### Written instruction
Transcribe the data that follows precisely, omitting nothing.
[Provided records start]
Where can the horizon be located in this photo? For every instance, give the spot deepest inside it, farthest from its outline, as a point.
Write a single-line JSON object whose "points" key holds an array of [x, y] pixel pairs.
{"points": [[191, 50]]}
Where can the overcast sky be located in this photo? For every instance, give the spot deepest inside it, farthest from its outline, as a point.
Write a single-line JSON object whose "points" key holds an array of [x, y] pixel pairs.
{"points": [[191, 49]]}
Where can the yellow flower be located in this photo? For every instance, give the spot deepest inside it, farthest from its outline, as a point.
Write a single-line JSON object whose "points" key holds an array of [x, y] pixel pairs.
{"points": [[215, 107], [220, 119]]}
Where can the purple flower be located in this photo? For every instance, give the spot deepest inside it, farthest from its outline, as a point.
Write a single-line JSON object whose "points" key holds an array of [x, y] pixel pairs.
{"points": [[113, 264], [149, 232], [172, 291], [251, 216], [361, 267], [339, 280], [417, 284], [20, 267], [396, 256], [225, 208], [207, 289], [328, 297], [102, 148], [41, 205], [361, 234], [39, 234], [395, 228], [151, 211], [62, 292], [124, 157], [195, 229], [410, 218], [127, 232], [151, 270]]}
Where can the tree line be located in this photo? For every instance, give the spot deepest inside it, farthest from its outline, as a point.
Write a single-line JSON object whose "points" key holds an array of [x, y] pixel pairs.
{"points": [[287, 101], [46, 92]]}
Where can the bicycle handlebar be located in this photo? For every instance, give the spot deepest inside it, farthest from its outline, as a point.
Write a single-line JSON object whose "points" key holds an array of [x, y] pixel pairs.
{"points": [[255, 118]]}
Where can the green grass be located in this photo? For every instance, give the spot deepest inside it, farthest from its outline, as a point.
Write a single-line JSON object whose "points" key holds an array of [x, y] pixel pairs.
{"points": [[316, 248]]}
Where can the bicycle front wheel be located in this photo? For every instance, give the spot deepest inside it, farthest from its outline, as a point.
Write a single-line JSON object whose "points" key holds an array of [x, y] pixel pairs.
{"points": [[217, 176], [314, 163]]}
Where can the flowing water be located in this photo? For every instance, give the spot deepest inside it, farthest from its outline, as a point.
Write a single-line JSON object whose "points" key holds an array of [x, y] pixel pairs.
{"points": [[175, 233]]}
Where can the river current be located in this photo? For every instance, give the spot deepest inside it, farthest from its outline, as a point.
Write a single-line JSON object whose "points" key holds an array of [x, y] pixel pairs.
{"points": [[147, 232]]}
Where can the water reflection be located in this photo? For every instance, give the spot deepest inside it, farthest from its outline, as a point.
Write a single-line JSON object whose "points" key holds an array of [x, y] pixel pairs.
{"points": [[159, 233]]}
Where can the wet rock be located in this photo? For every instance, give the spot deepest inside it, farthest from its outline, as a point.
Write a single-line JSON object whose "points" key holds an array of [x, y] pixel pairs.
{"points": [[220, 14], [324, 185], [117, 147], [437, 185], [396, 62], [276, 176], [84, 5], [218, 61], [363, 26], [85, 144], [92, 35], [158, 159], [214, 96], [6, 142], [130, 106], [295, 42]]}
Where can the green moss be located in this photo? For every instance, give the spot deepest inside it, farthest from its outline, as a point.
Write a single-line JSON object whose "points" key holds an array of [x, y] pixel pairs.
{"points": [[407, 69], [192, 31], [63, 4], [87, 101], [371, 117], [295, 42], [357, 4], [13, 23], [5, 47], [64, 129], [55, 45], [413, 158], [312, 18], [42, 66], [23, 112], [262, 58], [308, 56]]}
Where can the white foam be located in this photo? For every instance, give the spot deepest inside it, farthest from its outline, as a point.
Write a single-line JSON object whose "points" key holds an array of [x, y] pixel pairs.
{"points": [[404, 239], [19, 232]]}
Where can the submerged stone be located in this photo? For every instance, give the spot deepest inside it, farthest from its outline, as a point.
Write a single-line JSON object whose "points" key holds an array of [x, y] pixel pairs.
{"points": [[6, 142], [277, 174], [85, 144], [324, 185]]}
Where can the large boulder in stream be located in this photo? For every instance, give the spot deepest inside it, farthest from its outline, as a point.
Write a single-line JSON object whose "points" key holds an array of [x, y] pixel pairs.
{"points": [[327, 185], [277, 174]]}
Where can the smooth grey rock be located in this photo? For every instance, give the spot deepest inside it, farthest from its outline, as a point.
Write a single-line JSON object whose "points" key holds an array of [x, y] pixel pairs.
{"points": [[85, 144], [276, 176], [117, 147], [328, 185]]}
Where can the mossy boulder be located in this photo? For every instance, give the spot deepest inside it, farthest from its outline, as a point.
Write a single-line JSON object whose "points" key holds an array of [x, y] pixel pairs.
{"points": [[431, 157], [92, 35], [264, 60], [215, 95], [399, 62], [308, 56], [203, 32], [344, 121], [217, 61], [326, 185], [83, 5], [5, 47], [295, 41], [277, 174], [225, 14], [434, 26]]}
[Provided records end]
### Task result
Where can the horizon be located in this photo? For every instance, give the spot deepest inside it, farthest from its outline, as a point.
Write a single-line JSON object whose "points" key holds an array of [x, y] pixel pairs.
{"points": [[191, 50]]}
Where can the overcast sky be located in this photo? For every instance, give the spot deepest inside it, farthest from its outline, as a point.
Write a single-line JSON object whose "points" key holds an array of [x, y] pixel pairs.
{"points": [[191, 49]]}
Where can the yellow flower be located in this photo? For every instance, give the spot deepest inside it, farthest from its outline, as a point.
Write a single-line JSON object whose "points" key holds an array of [x, y] pixel pairs.
{"points": [[215, 107], [220, 119]]}
Where can the purple flower be located in this photo? For every instance, give the spot deepest inside it, farthest from its outline, as a point.
Write a single-line JSON object whose "points" key holds an array of [x, y] pixel pairs.
{"points": [[113, 264], [149, 232], [172, 291], [251, 216], [361, 267], [339, 280], [417, 284], [20, 267], [396, 256], [225, 208], [207, 289], [328, 297], [102, 148], [41, 205], [361, 234], [39, 234], [395, 228], [151, 211], [62, 292], [124, 157], [195, 229], [410, 218], [127, 232], [151, 270]]}
Where can the tree line be located in this photo? For every instance, give the spot deepest inside it, farthest from its outline, as a point.
Write a single-line JSON object whose "points" key holds an array of [x, y] pixel pairs.
{"points": [[287, 101], [46, 92]]}
Where can the bicycle handlebar be located in this photo? For every instance, give the spot deepest inside it, farthest from its outline, as a point.
Write a single-line JSON object whose "points" key holds an array of [x, y] pixel pairs.
{"points": [[255, 118]]}
Where can the green grass be located in this photo? For every instance, give the spot deepest inside it, farthest from its outline, as a point.
Write a single-line JSON object whose "points" key holds an array of [x, y] pixel pairs.
{"points": [[316, 248]]}
Where can the bicycle front wheel be located in this photo? For every instance, give the spot deepest inside it, farthest from its outline, as a point.
Write a single-line JSON object whose "points" key holds an array of [x, y] pixel pairs.
{"points": [[217, 176], [314, 163]]}
Where can the flowing water be located in this photo? For every instance, give the spot deepest inside it, farthest from its outline, as a point.
Write a single-line JSON object whose "points" key holds an array of [x, y] pixel pairs.
{"points": [[175, 233]]}
Where can the river current be located in this photo? For every instance, give the spot deepest inside it, farthest from its outline, as a point.
Write a single-line JSON object whose "points" key holds an array of [x, y] pixel pairs.
{"points": [[147, 232]]}
Where can the water reflection be located in this photo? For every instance, give the spot deepest inside it, farthest from its outline, as a point.
Write a single-line JSON object whose "points" key holds an array of [x, y] pixel pairs.
{"points": [[159, 233]]}
Where can the wet rock be located in this photo? For every instance, give the spot deepest inside it, farthest from its outline, as a point.
Write a single-line JSON object whose "points" key holds an array of [x, y] pixel pairs.
{"points": [[220, 14], [324, 185], [117, 147], [437, 185], [396, 62], [276, 176], [84, 5], [218, 61], [363, 26], [85, 144], [92, 35], [158, 159], [214, 96], [6, 142], [130, 106], [295, 42]]}
Where can the green moss be located in this photo? For every instance, give the spot deepest inside it, farthest from its outline, as a point.
Write a single-line JSON object whose "points" key holds an array of [x, y] pixel pairs.
{"points": [[407, 69], [192, 31], [63, 4], [87, 101], [371, 117], [295, 42], [357, 4], [13, 23], [5, 47], [64, 129], [55, 45], [413, 158], [312, 18], [42, 66], [23, 112], [262, 58], [308, 56]]}
Where can the white foam be located in this photo? For every instance, give the spot deepest inside it, farthest from its outline, as a point.
Write a single-line JSON object whose "points" key holds an array of [x, y] pixel pairs.
{"points": [[404, 239], [19, 232]]}
Where can the submerged stone be located in this photo? For every instance, give the spot deepest inside it, farthest from its outline, as a point.
Write a single-line JSON object whose "points" key holds an array of [x, y] pixel pairs.
{"points": [[6, 142], [277, 174], [85, 144], [324, 185]]}
Where can the large boulder in stream be located in this photo? For every instance, give the spot deepest inside it, farthest from its outline, as a point.
Write a single-line JSON object whose "points" key holds an array of [x, y] pixel pairs.
{"points": [[327, 185], [277, 174]]}
Where can the smooth grey rock be located in this photo? For every instance, give the spot deepest inside it, farthest from its outline, as a point.
Write a single-line JSON object whose "points" key holds an array of [x, y] pixel pairs.
{"points": [[85, 144], [276, 176], [117, 147], [328, 185]]}
Where can the mossy boulder be located in this photo? For every instance, give the spot deepest inside it, farthest from its outline, as a point.
Write a single-line JSON object whose "points" key holds an array of [x, y] pixel pairs.
{"points": [[431, 157], [92, 35], [264, 60], [215, 95], [399, 62], [308, 56], [203, 32], [344, 121], [217, 61], [326, 185], [83, 5], [5, 47], [295, 41], [277, 174], [225, 14], [434, 26]]}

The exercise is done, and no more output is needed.